▸ **The tasks**:
a. Quote the Ollama web search guide from "Posted on Mar" to "For every query.", renaming "Ollama" to "LM Studio".
b. According to the Ollama web search guide, which version of Ollama was used for the testing?

▸ **Text section**:
(begin)

Martin Simons

Posted on Mar 20

The Only Honest Guide to Web Search in Ollama

Every other tutorial gets this wrong. Here's what actually works.

I wanted to add web search to my local Ollama setup. I found a Medium article
that looked promising. It used DuckDuckGo's free API. I followed it exactly.

It returned empty results. Every time. For every query.

So I spent two days testing every approach on a real Debian 13 server with
Ollama 0.18.2. This is what I found.

First: The DuckDuckGo Lie

Every tutorial recommends this:

response = requests.get(
    "https://api.duckduckgo.com/",
    params={"q": query, "format": "json"}
)

(end)

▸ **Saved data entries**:
(begin)

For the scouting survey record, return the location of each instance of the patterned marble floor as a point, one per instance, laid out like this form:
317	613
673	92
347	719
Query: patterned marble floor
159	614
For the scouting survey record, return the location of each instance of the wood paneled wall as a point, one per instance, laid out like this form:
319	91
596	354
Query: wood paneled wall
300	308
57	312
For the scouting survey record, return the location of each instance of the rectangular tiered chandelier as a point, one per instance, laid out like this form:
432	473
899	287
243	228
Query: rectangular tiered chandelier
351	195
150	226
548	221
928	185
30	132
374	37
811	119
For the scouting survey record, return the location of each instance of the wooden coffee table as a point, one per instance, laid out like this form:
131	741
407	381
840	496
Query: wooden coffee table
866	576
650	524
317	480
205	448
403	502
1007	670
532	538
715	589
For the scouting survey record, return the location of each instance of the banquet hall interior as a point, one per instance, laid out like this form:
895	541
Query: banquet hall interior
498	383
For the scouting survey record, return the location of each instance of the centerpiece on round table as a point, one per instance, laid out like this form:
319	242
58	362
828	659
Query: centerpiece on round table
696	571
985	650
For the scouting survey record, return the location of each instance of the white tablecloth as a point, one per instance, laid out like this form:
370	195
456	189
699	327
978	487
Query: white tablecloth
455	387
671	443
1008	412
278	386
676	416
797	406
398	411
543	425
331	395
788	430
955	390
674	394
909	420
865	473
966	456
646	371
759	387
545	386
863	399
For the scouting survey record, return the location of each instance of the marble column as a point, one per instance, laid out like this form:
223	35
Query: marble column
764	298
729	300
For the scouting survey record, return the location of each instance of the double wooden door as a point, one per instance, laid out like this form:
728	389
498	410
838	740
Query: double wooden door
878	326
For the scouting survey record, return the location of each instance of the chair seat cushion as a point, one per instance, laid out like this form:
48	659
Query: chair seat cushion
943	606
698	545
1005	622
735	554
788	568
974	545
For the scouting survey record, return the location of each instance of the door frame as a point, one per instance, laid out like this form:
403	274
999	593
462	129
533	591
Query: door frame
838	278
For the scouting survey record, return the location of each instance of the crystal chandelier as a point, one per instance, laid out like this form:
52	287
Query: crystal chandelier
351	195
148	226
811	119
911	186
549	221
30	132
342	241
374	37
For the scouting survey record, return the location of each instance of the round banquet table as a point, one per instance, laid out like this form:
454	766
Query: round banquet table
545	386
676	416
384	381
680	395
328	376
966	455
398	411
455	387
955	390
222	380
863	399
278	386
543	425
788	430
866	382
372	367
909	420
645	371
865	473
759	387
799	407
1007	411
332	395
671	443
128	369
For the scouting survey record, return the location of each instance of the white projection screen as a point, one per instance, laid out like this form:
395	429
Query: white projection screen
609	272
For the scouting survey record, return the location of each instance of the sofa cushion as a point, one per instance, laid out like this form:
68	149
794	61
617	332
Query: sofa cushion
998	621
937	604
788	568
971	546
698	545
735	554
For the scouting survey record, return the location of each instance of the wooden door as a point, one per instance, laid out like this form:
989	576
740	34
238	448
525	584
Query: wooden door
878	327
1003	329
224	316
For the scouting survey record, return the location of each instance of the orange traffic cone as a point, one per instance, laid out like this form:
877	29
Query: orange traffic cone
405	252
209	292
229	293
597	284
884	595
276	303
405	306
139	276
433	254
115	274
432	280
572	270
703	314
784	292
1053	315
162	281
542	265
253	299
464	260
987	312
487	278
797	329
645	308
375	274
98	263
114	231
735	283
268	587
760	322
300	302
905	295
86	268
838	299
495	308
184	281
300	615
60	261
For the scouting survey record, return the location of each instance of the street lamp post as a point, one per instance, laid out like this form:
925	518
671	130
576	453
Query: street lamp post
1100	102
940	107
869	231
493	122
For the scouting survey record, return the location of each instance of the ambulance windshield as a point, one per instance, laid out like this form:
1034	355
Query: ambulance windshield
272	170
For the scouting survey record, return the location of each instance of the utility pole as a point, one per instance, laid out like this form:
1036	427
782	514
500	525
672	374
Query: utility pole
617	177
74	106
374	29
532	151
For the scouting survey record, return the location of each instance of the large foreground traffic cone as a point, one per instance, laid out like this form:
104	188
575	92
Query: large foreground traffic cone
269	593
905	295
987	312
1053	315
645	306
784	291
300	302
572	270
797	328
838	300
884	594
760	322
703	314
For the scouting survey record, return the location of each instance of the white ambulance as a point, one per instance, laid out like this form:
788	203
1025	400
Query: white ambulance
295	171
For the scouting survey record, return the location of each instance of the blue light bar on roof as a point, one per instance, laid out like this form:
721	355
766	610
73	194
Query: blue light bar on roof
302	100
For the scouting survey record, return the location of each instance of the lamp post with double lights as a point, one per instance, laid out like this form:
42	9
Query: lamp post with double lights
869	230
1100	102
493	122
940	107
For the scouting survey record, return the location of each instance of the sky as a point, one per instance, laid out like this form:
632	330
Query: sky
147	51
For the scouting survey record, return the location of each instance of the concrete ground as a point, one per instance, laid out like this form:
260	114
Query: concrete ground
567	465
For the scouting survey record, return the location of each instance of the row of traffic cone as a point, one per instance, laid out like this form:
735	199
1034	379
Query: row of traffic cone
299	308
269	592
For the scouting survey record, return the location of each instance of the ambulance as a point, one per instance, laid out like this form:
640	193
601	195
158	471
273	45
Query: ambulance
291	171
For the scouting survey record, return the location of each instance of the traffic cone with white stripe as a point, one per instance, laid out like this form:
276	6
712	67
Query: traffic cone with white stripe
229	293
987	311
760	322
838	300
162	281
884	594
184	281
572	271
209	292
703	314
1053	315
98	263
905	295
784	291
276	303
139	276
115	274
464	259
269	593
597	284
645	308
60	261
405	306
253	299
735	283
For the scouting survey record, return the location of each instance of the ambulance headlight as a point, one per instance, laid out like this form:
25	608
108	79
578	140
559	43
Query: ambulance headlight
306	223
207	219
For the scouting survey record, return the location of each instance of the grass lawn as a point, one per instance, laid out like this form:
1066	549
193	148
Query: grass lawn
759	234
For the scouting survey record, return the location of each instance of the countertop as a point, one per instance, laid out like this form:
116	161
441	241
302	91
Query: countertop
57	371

(end)

▸ **Answers for the exercise**:
a.
Posted on Mar 20

The Only Honest Guide to Web Search in LM Studio

Every other tutorial gets this wrong. Here's what actually works.

I wanted to add web search to my local LM Studio setup. I found a Medium article
that looked promising. It used DuckDuckGo's free API. I followed it exactly.

It returned empty results. Every time. For every query.

b. Ollama 0.18.2.